Task objective: Copy out the entire listing below, including every request line, and increase each x and y coordinate in the answer points by 131.
———
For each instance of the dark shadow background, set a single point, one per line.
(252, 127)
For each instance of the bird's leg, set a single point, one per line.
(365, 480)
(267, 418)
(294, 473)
———
Full output:
For each instance of the dark shadow background, set a single point, one per line.
(383, 258)
For each instance of the bird's leg, set a single point, one per line.
(496, 611)
(398, 549)
(425, 604)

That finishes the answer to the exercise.